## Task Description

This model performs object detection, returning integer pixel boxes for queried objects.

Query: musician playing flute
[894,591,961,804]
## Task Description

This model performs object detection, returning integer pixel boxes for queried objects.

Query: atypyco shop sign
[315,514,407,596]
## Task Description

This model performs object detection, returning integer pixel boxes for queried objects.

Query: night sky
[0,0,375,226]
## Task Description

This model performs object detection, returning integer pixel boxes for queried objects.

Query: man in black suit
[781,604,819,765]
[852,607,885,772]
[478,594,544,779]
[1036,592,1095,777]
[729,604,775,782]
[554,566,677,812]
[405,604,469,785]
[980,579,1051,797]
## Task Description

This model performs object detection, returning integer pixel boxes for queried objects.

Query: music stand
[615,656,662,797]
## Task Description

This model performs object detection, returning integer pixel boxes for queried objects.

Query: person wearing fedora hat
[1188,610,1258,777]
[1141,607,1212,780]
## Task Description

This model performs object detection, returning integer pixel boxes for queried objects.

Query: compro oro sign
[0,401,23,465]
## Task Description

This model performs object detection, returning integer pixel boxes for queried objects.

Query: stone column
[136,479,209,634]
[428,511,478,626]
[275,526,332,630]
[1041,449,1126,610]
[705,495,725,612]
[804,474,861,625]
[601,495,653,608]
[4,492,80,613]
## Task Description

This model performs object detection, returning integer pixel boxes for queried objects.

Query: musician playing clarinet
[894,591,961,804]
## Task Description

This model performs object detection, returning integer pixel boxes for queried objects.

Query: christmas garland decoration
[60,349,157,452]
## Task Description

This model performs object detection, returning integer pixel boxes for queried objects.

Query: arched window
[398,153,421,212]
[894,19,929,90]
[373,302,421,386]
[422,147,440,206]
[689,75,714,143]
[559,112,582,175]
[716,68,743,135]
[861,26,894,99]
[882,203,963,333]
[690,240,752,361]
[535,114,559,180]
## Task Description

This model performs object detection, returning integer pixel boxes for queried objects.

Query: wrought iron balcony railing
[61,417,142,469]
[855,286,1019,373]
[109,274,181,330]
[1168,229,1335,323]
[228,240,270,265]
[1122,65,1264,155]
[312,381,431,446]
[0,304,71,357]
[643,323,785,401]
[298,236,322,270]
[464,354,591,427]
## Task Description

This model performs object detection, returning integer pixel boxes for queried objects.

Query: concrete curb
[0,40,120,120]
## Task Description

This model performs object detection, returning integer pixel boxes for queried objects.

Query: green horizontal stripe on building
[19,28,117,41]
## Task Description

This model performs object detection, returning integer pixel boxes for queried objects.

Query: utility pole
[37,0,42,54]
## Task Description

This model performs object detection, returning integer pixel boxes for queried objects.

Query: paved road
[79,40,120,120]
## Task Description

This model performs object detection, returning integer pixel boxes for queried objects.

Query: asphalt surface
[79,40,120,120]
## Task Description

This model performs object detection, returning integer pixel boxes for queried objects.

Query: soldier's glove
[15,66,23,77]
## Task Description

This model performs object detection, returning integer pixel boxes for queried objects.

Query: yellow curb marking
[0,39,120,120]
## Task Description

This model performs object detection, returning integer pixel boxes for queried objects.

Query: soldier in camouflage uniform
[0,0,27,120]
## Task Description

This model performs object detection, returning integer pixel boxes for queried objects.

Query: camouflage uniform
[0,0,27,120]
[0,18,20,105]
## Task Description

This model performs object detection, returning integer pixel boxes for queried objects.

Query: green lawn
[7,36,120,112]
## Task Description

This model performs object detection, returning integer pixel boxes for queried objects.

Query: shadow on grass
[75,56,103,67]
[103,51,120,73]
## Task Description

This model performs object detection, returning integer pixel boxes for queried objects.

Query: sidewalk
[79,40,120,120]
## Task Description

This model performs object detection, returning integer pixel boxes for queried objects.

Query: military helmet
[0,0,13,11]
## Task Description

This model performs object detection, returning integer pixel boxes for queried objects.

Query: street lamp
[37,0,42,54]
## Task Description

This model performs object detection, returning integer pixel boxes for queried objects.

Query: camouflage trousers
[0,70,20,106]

++++++++++

__Exercise brief__
Count the lines above that contain the string "musician". Reply with that number only.

__Full response__
2